■ **CONSIGNES DE TRAVAIL**
a - Selon le passage sur les néologismes, dans quelle ressource ne trouve-t-on aucun « ouiser » ?
b - Extrayez du passage sur les néologismes le segment situé entre « Je trouve assez » et « respectant son génie... », ces deux bornes comprises.
c - Poursuivez le passage sur les néologismes à partir de sa dernière phrase.

---------- EXTRAIT DE TEXTE

Je trouve assez paradoxal que ceux qui ailleurs fustigent les emprunts à l'anglais refusent les néologismes qui pourtant enrichissent le français en respectant son génie...

Tout à fait d'accord.
En matière de langue, l'esthétique, c'est parfois seulement la familiarité ou l'habitude (cf. l'euro) : tous ces mots ne semblent laids à notre oreille que parce qu'ils sont rares (aucun *ouiser dans lexique.org), et parce que nous avons perdu ici comme ailleurs toute forme d'audace (pourtant, pas de problème à faire tatouer de tatoo).

--------------------
---------- ENREGISTREMENTS

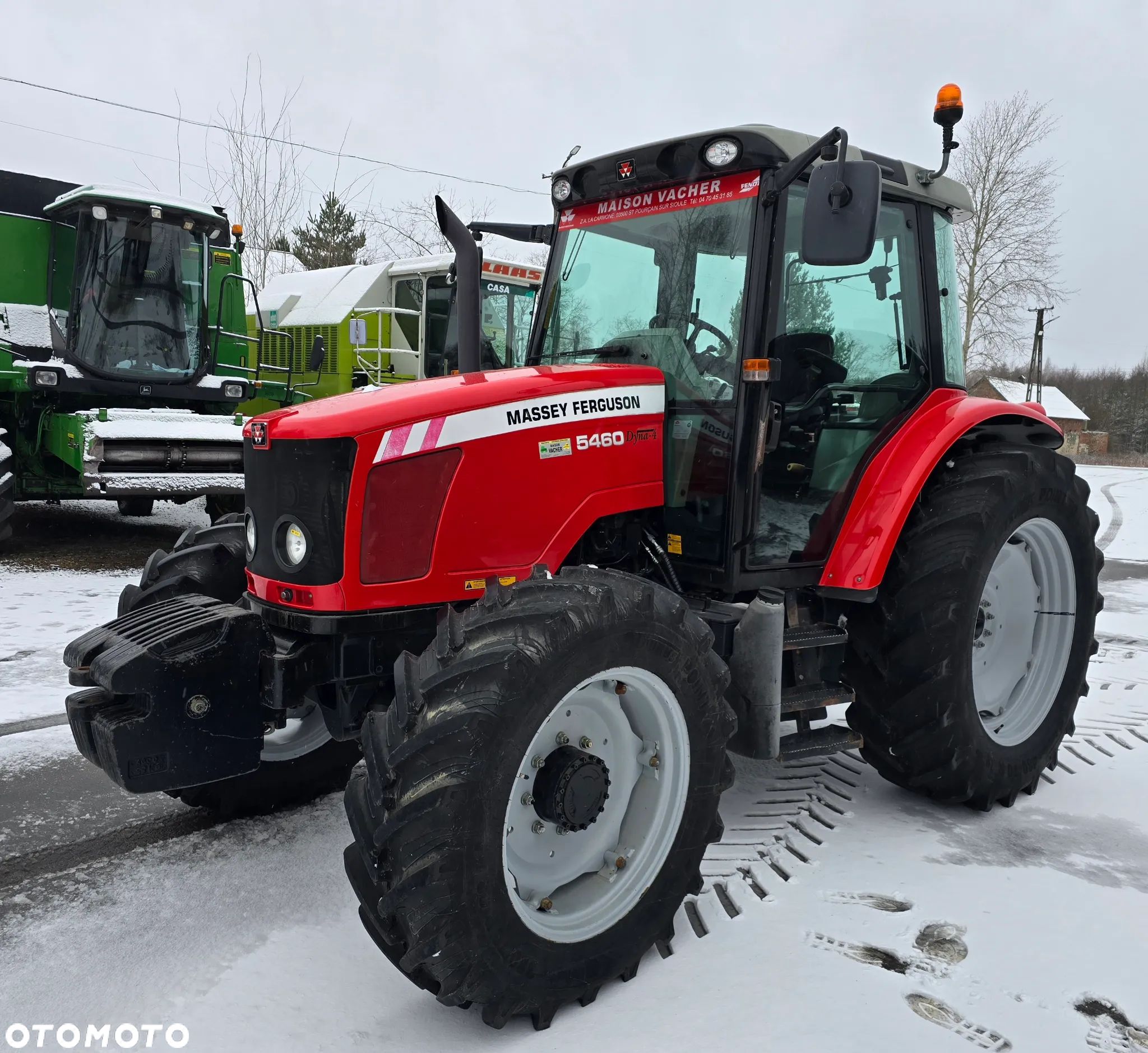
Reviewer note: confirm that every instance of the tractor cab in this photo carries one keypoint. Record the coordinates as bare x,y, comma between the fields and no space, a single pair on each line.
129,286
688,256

--------------------
---------- ENREGISTREMENTS

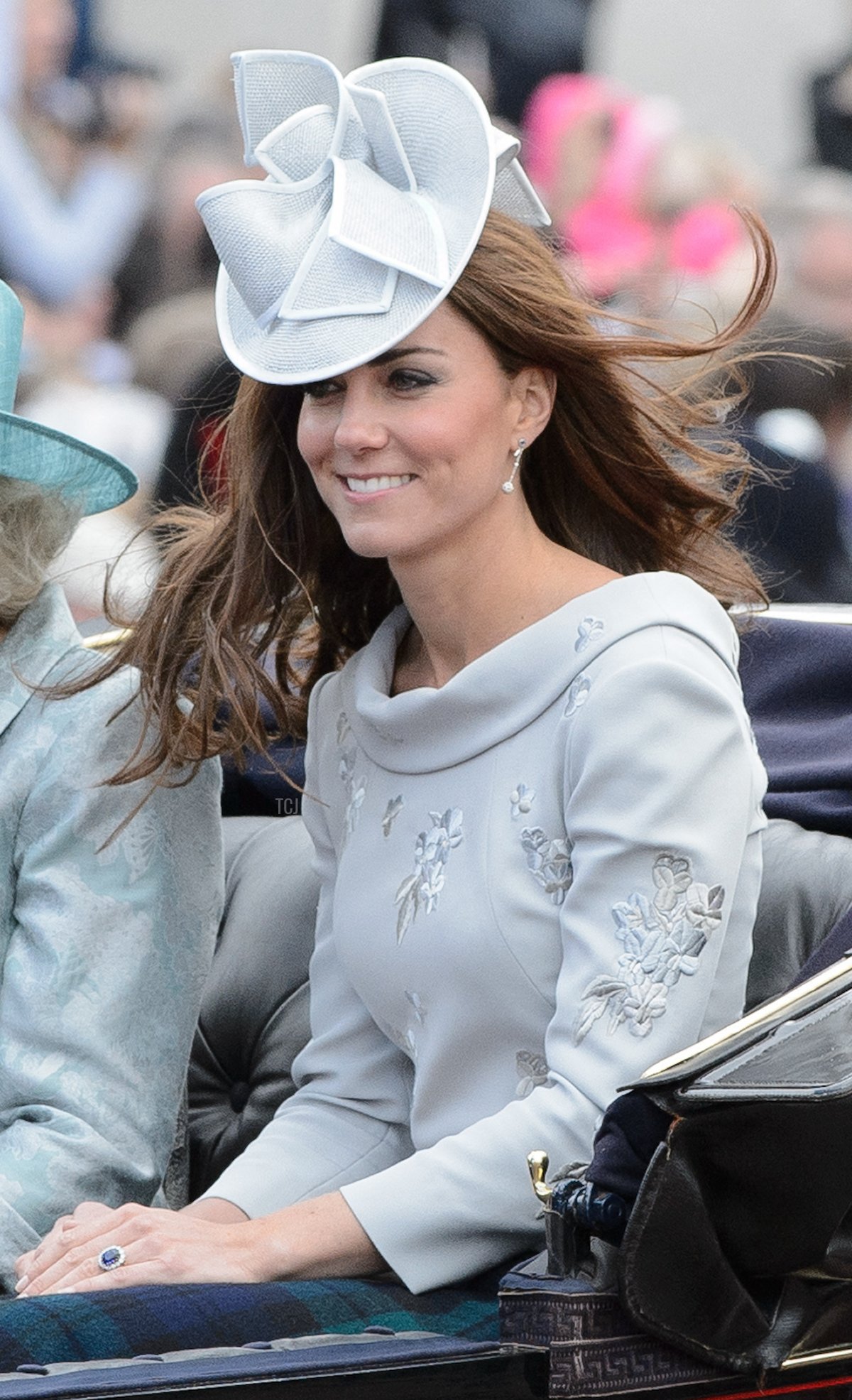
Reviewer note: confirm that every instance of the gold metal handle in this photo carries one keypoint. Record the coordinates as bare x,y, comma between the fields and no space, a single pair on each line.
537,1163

--------------------

■ **RÉPONSES**
a - Dans lexique.org.

b -
Je trouve assez paradoxal que ceux qui ailleurs fustigent les emprunts à l'anglais refusent les néologismes qui pourtant enrichissent le français en respectant son génie...

c -
C'est ici que je reviens à mon dada : c'est la faute au conservatisme, au gagadémisme et à la servitude. Infoutu d'oser utiliser un mot, même quand il est attesté... Les plus illustres défenseurs de la langue française, qui ne sont pas les plus connus, ce sont les traducteurs (Bersuire, Oresme pour les anciens) et les auteurs/écrivains qui ont créé des mots quand ils en avaient besoin sans se demander s'ils étaient «autorisés».

Re : Le mot "tabou" : pas de contraire en français; dans d'autres langues?

Ce que tabouer a contre lui, c'est d'être imprononçable, ou de faire penser à un tabouret, tabouwet !
Tabouiser ne vaut guère mieux, et s'il n'a pas pris, cest sans doute à cause de l'involontaire concurrence de Geneviève Tabouis, une journaliste très écoutée (et raillée) dans les années 30-50. A se demander, faute de contexte, si Cocteau ne la visait en employant le mot en 1953.

Mieux vaudrait tabouliser (pas tabouler, non !) et détabouliser.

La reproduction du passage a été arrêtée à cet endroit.